-- start Recorded information --

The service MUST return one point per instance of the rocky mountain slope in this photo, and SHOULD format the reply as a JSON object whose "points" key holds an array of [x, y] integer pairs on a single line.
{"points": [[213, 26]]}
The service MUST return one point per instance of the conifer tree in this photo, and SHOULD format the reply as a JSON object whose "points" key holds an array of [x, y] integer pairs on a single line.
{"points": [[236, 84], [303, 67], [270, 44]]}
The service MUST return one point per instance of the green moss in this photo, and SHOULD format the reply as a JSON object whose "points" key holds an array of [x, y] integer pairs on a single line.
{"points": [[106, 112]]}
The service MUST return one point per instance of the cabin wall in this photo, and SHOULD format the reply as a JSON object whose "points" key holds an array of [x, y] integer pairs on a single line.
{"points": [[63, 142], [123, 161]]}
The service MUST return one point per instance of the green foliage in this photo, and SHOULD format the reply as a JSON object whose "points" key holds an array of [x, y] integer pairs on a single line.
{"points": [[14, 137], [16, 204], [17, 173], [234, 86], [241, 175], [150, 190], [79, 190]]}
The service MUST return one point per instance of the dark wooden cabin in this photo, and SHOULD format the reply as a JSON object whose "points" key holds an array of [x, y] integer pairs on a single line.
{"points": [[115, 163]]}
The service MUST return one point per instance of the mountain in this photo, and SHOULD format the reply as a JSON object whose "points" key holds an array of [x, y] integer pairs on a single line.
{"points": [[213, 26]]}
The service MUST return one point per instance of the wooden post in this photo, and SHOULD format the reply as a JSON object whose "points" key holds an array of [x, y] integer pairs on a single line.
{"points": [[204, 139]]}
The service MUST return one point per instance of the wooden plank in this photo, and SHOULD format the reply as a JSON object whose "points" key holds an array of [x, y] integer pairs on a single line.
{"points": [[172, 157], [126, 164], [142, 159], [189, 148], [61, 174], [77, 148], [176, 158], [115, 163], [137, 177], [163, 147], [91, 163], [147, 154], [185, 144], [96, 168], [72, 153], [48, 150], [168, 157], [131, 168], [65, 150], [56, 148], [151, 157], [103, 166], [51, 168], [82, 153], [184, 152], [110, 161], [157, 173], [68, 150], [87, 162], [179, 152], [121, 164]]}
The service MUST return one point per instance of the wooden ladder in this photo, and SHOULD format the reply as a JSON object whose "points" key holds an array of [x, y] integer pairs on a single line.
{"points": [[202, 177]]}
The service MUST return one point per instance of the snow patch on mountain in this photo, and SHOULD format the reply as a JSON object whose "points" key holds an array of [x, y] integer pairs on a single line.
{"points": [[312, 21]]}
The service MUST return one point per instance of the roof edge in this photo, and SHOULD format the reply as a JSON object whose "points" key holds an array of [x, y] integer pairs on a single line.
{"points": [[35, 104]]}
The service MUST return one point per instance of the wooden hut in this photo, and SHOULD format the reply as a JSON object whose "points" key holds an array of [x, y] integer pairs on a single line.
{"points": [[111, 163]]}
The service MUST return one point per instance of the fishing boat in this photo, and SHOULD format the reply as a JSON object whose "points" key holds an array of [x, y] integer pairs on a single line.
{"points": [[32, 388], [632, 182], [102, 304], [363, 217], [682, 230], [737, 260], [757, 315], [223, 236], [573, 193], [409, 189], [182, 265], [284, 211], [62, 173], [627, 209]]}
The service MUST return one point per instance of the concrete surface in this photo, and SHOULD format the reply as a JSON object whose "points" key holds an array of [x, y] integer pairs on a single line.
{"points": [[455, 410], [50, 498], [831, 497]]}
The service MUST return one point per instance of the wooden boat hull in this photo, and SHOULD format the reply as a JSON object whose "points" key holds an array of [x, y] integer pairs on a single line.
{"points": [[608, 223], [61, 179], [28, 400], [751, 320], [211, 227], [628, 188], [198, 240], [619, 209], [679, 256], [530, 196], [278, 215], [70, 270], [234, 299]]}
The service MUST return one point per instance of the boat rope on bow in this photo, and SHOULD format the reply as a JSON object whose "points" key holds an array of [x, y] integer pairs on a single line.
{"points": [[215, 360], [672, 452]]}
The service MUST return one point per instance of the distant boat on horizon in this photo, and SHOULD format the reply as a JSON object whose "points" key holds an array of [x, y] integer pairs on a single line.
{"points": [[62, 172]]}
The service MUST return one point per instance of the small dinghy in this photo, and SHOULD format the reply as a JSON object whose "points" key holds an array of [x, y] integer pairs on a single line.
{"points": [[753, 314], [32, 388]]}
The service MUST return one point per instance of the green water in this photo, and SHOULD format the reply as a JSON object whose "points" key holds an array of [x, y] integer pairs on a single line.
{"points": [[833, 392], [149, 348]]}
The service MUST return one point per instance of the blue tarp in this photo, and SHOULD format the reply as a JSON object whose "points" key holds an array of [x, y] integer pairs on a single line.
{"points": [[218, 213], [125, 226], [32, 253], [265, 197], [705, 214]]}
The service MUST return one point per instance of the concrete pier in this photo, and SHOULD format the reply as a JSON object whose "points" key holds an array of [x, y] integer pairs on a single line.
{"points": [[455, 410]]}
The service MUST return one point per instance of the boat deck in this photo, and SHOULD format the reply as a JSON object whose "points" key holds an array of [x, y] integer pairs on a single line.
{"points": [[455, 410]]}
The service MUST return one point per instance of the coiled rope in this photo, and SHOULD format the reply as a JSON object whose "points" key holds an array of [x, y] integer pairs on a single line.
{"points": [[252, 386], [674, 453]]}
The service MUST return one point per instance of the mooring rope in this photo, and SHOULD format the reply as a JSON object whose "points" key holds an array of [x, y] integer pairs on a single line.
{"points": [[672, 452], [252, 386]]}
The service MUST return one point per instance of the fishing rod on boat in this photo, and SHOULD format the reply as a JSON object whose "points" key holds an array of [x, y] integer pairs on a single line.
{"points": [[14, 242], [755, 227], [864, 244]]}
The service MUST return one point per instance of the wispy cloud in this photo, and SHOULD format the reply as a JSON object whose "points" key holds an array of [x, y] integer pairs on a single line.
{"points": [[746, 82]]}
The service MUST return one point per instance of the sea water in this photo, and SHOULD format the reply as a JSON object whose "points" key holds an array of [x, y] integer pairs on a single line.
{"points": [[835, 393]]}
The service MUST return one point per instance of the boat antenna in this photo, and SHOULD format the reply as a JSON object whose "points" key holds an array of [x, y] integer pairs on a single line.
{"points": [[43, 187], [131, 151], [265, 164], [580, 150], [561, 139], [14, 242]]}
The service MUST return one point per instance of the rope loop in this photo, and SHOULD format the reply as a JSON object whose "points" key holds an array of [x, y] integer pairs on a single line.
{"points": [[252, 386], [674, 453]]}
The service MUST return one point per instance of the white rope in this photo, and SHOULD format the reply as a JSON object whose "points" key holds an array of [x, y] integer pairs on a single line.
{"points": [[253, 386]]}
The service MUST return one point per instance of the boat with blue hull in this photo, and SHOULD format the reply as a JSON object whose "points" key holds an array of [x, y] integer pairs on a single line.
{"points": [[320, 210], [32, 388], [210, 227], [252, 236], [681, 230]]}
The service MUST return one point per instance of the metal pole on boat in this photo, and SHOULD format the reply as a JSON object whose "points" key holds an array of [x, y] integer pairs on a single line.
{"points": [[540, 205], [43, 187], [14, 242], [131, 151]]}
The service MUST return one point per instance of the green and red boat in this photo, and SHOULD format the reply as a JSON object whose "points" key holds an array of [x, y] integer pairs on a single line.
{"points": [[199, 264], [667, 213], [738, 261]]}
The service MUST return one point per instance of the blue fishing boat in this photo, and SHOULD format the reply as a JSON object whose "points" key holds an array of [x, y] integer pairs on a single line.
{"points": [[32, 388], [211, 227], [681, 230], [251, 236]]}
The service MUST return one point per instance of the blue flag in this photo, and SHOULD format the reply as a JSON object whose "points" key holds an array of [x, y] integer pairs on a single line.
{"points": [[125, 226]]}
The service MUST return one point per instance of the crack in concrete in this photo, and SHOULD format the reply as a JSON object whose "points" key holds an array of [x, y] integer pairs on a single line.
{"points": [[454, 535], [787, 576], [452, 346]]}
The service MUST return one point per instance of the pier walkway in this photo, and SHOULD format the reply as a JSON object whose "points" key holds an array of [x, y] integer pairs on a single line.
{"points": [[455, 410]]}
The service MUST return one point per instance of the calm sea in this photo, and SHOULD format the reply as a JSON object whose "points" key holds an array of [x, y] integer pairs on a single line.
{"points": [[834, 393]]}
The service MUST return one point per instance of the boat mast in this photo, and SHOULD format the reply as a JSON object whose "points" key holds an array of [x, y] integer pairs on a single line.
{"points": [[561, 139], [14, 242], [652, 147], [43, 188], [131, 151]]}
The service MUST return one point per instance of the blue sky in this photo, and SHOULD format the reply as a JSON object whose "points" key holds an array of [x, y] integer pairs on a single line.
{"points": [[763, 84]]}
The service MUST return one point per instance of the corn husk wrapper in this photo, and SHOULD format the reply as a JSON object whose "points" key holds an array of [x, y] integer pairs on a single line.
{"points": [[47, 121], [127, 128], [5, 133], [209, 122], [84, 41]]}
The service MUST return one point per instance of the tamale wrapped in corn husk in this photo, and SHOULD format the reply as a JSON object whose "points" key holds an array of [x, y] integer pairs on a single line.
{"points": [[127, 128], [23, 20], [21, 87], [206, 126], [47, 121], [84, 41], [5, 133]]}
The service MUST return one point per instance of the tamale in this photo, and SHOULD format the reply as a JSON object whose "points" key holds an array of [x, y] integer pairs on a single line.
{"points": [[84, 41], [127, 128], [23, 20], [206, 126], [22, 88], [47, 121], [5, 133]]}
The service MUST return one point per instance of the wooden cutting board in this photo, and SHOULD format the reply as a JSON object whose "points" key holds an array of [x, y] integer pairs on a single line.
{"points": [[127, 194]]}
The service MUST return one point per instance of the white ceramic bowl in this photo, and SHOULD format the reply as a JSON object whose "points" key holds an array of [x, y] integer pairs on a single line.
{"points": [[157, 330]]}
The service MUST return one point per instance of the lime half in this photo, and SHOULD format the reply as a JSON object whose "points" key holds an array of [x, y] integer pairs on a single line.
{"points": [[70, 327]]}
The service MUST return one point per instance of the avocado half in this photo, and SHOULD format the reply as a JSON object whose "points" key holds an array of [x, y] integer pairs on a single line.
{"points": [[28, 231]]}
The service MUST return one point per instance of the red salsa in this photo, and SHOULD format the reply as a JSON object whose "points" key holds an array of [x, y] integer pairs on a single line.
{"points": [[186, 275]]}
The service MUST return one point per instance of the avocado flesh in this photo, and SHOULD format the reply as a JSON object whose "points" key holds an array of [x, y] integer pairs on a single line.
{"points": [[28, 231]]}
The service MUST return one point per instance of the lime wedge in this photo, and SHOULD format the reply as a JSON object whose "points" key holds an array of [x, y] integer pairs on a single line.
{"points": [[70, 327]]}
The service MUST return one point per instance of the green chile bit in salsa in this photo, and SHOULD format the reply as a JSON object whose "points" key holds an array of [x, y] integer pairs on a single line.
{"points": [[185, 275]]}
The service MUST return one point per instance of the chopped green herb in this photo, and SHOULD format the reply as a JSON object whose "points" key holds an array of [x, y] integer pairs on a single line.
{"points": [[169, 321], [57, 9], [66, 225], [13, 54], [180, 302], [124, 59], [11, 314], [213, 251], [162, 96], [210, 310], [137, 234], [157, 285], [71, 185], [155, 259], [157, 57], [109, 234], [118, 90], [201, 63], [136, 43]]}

-- end Recorded information --

→ What is needed:
Repeat the line containing "the white ceramic" and all subsequent lines through the final line of the data, exactly and with no others.

→ Result of this task:
The service MUST return one point per instance of the white ceramic bowl in this photo, and SHOULD format the reply as a JSON object whose "points" key holds an array of [x, y] integer pairs on a single line.
{"points": [[157, 330]]}
The service MUST return one point per instance of the lime half in this photo, and SHOULD format the reply as a JSON object whose "points" key holds an array of [x, y] integer pairs on a single line.
{"points": [[70, 327]]}
The service MUST return one point per instance of the avocado half in this photo, and SHOULD format the reply as a JSON object whose "points" key holds an array of [x, y] integer pairs on a single line.
{"points": [[28, 231]]}
The service MUST return one point per instance of the red salsa in this photo, and SHOULD format the reply as a JSON object whose "points" key holds an array of [x, y] integer pairs on a single line.
{"points": [[186, 275]]}
The service MUST return one point per instance of the avocado flesh in this photo, and SHOULD format the reply as a JSON object whose "points" key holds an array of [x, y] integer pairs on a single line.
{"points": [[28, 231]]}
The service MUST return one point per instance of the lime wedge in this photo, and SHOULD format the reply as a JSON object whose "points" key holds an array of [x, y] integer pairs on a single line.
{"points": [[70, 327]]}
The service MUST return one point per instance of the green chile bit in salsa in this photo, and SHOULD format the reply as a JSON object whose "points" key holds an array of [x, y] integer pairs on a single line.
{"points": [[185, 275]]}
The service MUST return one point per instance of the chopped green herb in this photo, and SHOULD format the reply as a JSON object whose "points" key holds an array of [x, y] integer pairs on a single line.
{"points": [[169, 321], [57, 9], [66, 225], [13, 54], [180, 302], [124, 59], [11, 314], [213, 251], [162, 96], [210, 310], [137, 234], [157, 285], [71, 185], [155, 259], [157, 57], [109, 234], [118, 90], [201, 63], [136, 43]]}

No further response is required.